Annotations outcome in generated SQL - duplicates/repetition

Hi,

I want to try and understand why the generated SQL for annotations always (?) results in the subqueries being duplicated when re-used in other annotations, instead of using the relevant AS variables. For example:

class Person(models.Model):
    created_datetime = models.DateTimeField('Created at', null=False, blank=False, default=timezone.now)
    name = models.CharField('Name', max_length=128, null=True, blank=True)
    parent = models.ForeignKey('self', null=True, blank=True, on_delete=models.CASCADE)
    
    def __str__(self):
        return self.name

class PersonLog(models.Model):
    person = models.ForeignKey('person.Person', null=True, blank=True, on_delete=models.CASCADE)
    created_datetime = models.DateTimeField('Created at', null=False, blank=False, default=timezone.now)
    login = models.BooleanField('Login', null=True, blank=True)
    
    def __str__(self):
        return self.person.name

In an example used elsewhere, I build a queryset like so:

persons = Person.objects.all().annotate(
    log_login_count=Count(
        'personlog',
        filter=Q(personlog__login=True)
    ),
    log_login_duration_over=Now() - F('created_datetime'),
    log_login_frequency=ExpressionWrapper(
        F('log_login_duration_over') / F('log_login_count'),
        output_field=models.DurationField(),
    ),
).values()

Testing this on sqlite (but the same happens when running the same query on MySQL – no idea about PG), the generated SQL is:

SELECT
  "person_person"."id",
  "person_person"."created_datetime",
  "person_person"."name",
  "person_person"."parent_id",
  COUNT("person_personlog"."id") FILTER (
    WHERE
      "person_personlog"."login"
  ) AS "log_login_count",
  django_timestamp_diff(
    CURRENT_TIMESTAMP,
    "person_person"."created_datetime"
  ) AS "log_login_duration_over",
  (
    django_format_dtdelta(
      '/',
      django_timestamp_diff(
        CURRENT_TIMESTAMP,
        "person_person"."created_datetime"
      ),
      COUNT("person_personlog"."id") FILTER (
        WHERE
          "person_personlog"."login"
      )
    )
  ) AS "log_login_frequency"
FROM
  "person_person"
  LEFT OUTER JOIN "person_personlog" ON (
    "person_person"."id" = "person_personlog"."person_id"
  )
GROUP BY
  "person_person"."id",
  "person_person"."created_datetime",
  "person_person"."name",
  "person_person"."parent_id",
  django_timestamp_diff(
    CURRENT_TIMESTAMP,
    "person_person"."created_datetime"
  )

Notice this:

  (
    django_format_dtdelta(
      '/',
      django_timestamp_diff(
        CURRENT_TIMESTAMP,
        "person_person"."created_datetime"

## EXERCISE TASK 1
Copy the listing that follows this sentence line for line, leaving out the pictures.

## EXTRACTED DATA
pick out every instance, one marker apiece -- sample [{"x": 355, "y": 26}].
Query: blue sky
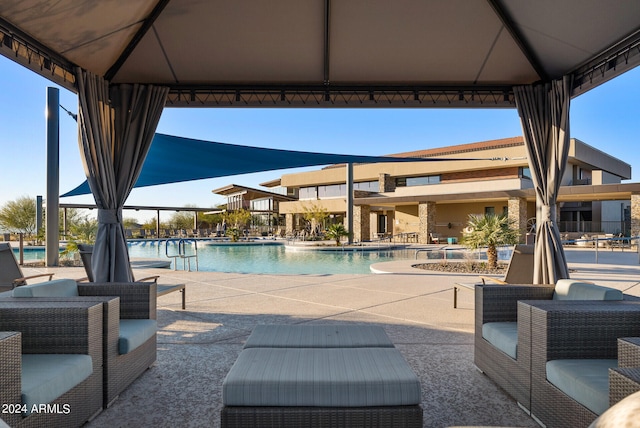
[{"x": 607, "y": 117}]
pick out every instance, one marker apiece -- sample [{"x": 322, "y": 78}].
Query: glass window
[
  {"x": 309, "y": 192},
  {"x": 524, "y": 172},
  {"x": 417, "y": 181}
]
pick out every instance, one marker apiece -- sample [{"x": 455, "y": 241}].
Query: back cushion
[
  {"x": 567, "y": 289},
  {"x": 55, "y": 288}
]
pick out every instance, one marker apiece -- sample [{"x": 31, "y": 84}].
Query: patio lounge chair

## EXERCISE TASK 2
In the forum post about duplicated annotations in generated SQL, what are the names of all the annotations that the queryset defines?

## TASK OUTPUT 1
pick out every instance, one marker apiece -- sample [{"x": 355, "y": 26}].
Query: blue sky
[{"x": 607, "y": 117}]
pick out every instance, one marker apiece -- sample [{"x": 322, "y": 78}].
Query: glass window
[
  {"x": 309, "y": 192},
  {"x": 524, "y": 172},
  {"x": 417, "y": 181}
]
pick out every instance, one marker apiece -- sample [{"x": 455, "y": 241}].
Query: back cushion
[
  {"x": 567, "y": 289},
  {"x": 55, "y": 288}
]
pick out every instance, one marker apiece -- sample [{"x": 31, "y": 84}].
Query: patio lounge chair

## TASK OUTPUT 2
log_login_count
log_login_duration_over
log_login_frequency